Task inputs:
========================

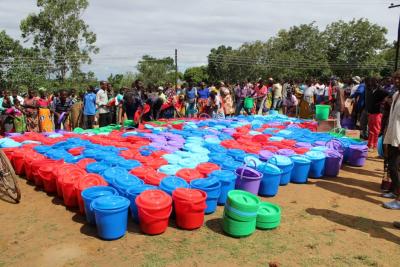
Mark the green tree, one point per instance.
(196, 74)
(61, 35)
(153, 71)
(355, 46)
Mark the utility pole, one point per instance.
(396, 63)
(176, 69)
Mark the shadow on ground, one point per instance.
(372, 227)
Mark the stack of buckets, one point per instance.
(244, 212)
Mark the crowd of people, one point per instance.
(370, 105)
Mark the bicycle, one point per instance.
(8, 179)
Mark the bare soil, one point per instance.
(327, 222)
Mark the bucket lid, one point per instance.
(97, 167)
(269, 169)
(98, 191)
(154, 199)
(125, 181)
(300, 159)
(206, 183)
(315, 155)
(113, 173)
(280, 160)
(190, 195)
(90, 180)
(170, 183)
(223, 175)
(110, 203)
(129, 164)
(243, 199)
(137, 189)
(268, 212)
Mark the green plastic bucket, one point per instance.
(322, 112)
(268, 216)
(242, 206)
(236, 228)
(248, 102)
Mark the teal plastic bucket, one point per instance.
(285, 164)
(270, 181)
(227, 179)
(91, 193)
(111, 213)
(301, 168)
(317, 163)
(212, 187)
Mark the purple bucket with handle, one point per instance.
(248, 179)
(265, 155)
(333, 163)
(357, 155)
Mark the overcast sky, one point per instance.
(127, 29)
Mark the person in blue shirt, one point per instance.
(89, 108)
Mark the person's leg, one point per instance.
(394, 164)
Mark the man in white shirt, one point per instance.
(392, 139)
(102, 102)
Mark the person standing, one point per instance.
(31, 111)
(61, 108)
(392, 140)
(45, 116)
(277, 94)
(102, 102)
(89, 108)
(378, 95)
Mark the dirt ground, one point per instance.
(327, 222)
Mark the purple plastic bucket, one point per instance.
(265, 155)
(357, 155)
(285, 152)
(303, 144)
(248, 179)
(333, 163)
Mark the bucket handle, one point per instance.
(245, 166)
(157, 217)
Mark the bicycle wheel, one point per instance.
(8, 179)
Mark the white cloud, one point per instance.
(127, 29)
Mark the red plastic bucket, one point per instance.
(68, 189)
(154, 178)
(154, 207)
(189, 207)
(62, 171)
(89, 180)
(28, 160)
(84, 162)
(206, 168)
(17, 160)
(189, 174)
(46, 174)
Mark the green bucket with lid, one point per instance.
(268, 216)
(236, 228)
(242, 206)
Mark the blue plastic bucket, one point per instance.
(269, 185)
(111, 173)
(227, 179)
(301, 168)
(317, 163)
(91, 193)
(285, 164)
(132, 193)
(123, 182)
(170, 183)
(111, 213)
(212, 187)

========================

Task to carry out: Copy out, word for word, everything in the data from the line that contains "Mark the purple bucket" down to the final line, including both of those lines.

Expected answer:
Mark the purple bucket with handle, one point per instance.
(248, 179)
(265, 155)
(333, 163)
(357, 155)
Mark the overcast sky, one point per instance.
(127, 29)
Mark the person in blue shirt, one point per instance.
(89, 108)
Mark the person's leg, one point per instance.
(394, 164)
Mark the man in white shirt, one point per instance.
(392, 139)
(102, 102)
Mark the person standing, one point per instance.
(31, 111)
(61, 108)
(392, 140)
(45, 116)
(277, 94)
(102, 102)
(89, 108)
(378, 95)
Mark the dirt ground, one point per instance.
(327, 222)
Mark the purple plastic bucket, one point per instance.
(265, 155)
(357, 155)
(285, 152)
(303, 144)
(248, 179)
(333, 163)
Mark the bucket handle, one point per instance.
(245, 166)
(157, 217)
Mark the bicycle wheel, one point per instance.
(8, 179)
Mark the white cloud, one point per instance.
(127, 29)
Mark the red plastic bucket, one point per instance.
(68, 189)
(154, 178)
(154, 207)
(189, 207)
(62, 171)
(89, 180)
(28, 160)
(84, 162)
(206, 168)
(17, 160)
(189, 174)
(46, 174)
Mark the green bucket with lid, one point per instance.
(268, 216)
(236, 228)
(242, 206)
Mark the blue plastic bucket, one point per instance.
(269, 185)
(111, 173)
(227, 179)
(301, 168)
(317, 163)
(91, 193)
(285, 164)
(132, 193)
(123, 182)
(170, 183)
(111, 213)
(212, 187)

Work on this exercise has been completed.